| CHALLENGE |
Please render the entries below as a numbered list with one item per line and no blank lines, leaving the pictures out.

☆ ☆ ☆ ☆ ☆

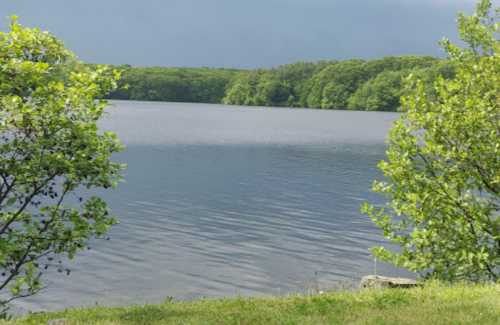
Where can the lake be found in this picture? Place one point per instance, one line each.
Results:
(224, 201)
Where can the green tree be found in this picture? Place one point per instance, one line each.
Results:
(381, 93)
(50, 147)
(442, 173)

☆ ☆ ☆ ☆ ☆

| CORRECT ANSWER |
1. Where can the lake be found in this picture? Place one point per instance, one line each.
2. Results:
3. (224, 201)
4. Where can the green tree be found in this picture? Place one point per instance, one line each.
5. Results:
6. (381, 93)
7. (50, 147)
8. (442, 173)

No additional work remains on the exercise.